Output every line of the data exactly as it appears.

┌──

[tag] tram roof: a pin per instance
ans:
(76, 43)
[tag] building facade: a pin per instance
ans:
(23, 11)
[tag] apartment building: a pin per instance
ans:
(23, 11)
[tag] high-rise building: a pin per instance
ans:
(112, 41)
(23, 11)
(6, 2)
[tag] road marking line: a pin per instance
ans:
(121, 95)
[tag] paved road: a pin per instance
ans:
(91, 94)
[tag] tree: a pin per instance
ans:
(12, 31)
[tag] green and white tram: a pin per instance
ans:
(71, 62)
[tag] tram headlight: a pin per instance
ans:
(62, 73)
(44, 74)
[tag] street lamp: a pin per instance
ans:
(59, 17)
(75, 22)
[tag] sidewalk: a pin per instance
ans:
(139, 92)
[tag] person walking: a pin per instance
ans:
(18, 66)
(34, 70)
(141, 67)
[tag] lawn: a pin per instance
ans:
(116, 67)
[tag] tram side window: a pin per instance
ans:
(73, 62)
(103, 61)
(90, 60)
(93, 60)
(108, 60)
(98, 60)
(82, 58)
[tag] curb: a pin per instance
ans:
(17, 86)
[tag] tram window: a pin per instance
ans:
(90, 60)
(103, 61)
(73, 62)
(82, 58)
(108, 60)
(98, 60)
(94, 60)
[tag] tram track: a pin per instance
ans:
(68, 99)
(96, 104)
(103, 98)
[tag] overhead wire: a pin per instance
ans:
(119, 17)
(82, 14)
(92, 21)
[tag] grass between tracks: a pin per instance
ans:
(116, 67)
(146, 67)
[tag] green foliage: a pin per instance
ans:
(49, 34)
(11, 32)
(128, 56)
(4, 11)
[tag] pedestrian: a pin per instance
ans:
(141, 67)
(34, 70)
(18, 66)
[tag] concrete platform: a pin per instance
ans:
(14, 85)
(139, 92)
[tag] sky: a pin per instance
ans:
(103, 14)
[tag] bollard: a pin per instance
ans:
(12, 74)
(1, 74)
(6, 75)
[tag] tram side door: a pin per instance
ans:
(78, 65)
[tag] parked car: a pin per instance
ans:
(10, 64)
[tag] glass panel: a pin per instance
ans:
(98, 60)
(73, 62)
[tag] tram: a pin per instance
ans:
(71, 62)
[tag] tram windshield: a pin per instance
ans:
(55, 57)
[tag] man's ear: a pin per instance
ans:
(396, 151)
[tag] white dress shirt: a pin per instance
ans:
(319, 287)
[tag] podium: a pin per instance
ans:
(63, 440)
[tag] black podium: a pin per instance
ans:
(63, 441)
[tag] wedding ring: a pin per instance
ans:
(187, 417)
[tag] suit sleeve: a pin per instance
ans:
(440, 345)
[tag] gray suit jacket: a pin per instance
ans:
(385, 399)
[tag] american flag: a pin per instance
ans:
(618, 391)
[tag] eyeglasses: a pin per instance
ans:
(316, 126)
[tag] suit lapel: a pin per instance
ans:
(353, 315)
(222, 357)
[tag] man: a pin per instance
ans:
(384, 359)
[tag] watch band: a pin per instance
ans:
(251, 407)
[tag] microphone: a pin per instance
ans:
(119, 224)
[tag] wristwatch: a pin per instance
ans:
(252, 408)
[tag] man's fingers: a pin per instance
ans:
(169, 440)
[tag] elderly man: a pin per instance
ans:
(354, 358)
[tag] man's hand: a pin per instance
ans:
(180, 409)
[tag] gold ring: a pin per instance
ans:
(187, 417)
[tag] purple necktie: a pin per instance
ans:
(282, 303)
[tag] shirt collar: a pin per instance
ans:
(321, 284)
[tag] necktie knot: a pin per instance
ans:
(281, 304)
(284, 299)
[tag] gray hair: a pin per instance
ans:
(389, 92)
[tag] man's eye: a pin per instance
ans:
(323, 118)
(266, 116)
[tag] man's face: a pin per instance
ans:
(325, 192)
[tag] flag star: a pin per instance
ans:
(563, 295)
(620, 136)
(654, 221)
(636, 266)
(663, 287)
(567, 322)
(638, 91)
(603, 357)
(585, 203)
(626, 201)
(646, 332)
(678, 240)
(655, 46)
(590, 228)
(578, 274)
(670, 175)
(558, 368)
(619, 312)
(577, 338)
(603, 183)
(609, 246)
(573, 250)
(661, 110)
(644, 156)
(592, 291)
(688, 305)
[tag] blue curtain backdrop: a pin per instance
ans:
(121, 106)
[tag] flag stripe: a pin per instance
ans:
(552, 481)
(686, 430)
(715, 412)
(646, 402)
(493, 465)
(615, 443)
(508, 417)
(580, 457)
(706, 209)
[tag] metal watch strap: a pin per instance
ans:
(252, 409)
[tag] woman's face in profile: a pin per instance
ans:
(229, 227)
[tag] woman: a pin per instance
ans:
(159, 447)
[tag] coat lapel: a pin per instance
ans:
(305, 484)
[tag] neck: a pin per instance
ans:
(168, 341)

└──

__Answer in full__
[tag] tram roof: a pin per instance
ans:
(76, 43)
[tag] building facade: a pin per instance
ans:
(23, 11)
[tag] apartment building: a pin per instance
ans:
(23, 11)
[tag] high-rise building: a pin per instance
ans:
(112, 41)
(23, 11)
(6, 2)
[tag] road marking line: a pin per instance
ans:
(121, 95)
[tag] paved road: a pin per instance
ans:
(91, 94)
[tag] tree: a pin per instance
ans:
(12, 31)
[tag] green and white tram: a pin per instance
ans:
(71, 62)
[tag] tram headlight: a pin per instance
ans:
(62, 73)
(44, 74)
[tag] street lamp: a pin per instance
ans:
(59, 17)
(75, 22)
[tag] sidewalk: a pin per instance
ans:
(139, 92)
[tag] person walking: a pin per instance
ans:
(18, 66)
(34, 70)
(141, 67)
[tag] lawn: a pin per instance
ans:
(116, 67)
[tag] tram side window: a pin per instance
ans:
(73, 62)
(103, 61)
(90, 60)
(93, 60)
(108, 60)
(98, 60)
(82, 58)
[tag] curb: a pin per instance
ans:
(17, 86)
[tag] tram window: a pin per instance
ans:
(90, 60)
(103, 61)
(73, 62)
(82, 58)
(108, 60)
(98, 60)
(94, 60)
[tag] tram track: a pin per instance
ans:
(68, 99)
(96, 104)
(103, 98)
[tag] overhead wire: a pin per instance
ans:
(119, 17)
(82, 14)
(92, 21)
[tag] grass between tracks: a pin per instance
ans:
(116, 67)
(146, 67)
[tag] green foliage: a pin per instance
ans:
(49, 34)
(11, 32)
(128, 56)
(4, 11)
[tag] pedestrian: a pin per instance
ans:
(141, 67)
(34, 70)
(18, 66)
[tag] concrete platform: a pin per instance
ans:
(14, 85)
(139, 92)
[tag] sky: a pin per instance
ans:
(103, 14)
[tag] bollard: a pin per instance
ans:
(12, 74)
(1, 74)
(6, 75)
[tag] tram side door: a pin per instance
ans:
(78, 65)
[tag] parked car: a pin per instance
ans:
(10, 64)
[tag] glass panel: a pin per instance
ans:
(98, 60)
(73, 62)
[tag] tram: a pin per instance
ans:
(71, 62)
[tag] tram windshield: a pin per instance
ans:
(55, 57)
[tag] man's ear: a pin per instance
ans:
(396, 151)
[tag] white dress shirt: a pin per instance
ans:
(319, 287)
[tag] podium: a pin per instance
ans:
(63, 440)
[tag] black podium: a pin per instance
ans:
(63, 441)
[tag] wedding ring: a pin per instance
ans:
(187, 417)
[tag] suit sleeve: a pin per instance
ans:
(440, 345)
[tag] gray suit jacket: a pin per instance
ans:
(385, 399)
[tag] american flag: a pin per instance
ans:
(618, 391)
[tag] eyeglasses: a pin per instance
ans:
(316, 126)
[tag] suit lapel: a pin per instance
ans:
(353, 315)
(222, 357)
[tag] man: a pin per instance
ans:
(384, 359)
[tag] watch band: a pin per instance
ans:
(251, 407)
[tag] microphone: a pin per instance
ans:
(119, 224)
[tag] wristwatch: a pin per instance
ans:
(252, 408)
[tag] man's fingers: a pin per instance
ans:
(169, 440)
[tag] elderly man: a pin per instance
ans:
(354, 358)
[tag] man's hand: a pin per instance
ans:
(180, 409)
[tag] gold ring: a pin per instance
ans:
(187, 417)
[tag] purple necktie: a pin per instance
ans:
(282, 303)
[tag] shirt collar: a pin per instance
ans:
(321, 284)
[tag] necktie knot: a pin per instance
ans:
(281, 304)
(284, 299)
[tag] gray hair: a pin per instance
ans:
(389, 92)
[tag] man's eye: a pin per instance
ans:
(323, 118)
(266, 116)
[tag] man's face: a pin per instance
ans:
(325, 192)
[tag] flag star: a pin per instance
ans:
(563, 295)
(620, 136)
(654, 221)
(636, 266)
(663, 287)
(567, 322)
(638, 91)
(603, 357)
(585, 203)
(626, 201)
(646, 332)
(678, 240)
(655, 46)
(590, 228)
(578, 274)
(670, 175)
(558, 368)
(619, 312)
(577, 338)
(603, 183)
(609, 246)
(573, 250)
(661, 110)
(644, 156)
(592, 291)
(688, 305)
[tag] blue curtain backdrop: a pin per instance
ans:
(121, 106)
[tag] flag stripe: a pin per instance
ans:
(552, 481)
(686, 430)
(715, 412)
(646, 402)
(493, 465)
(615, 443)
(508, 417)
(580, 457)
(706, 209)
[tag] metal watch strap: a pin per instance
ans:
(252, 409)
[tag] woman's face in profile: a pin per instance
ans:
(229, 227)
[tag] woman: a pin per instance
ans:
(159, 447)
[tag] coat lapel: a pin per instance
ans:
(305, 484)
[tag] neck: a pin per instance
ans:
(168, 341)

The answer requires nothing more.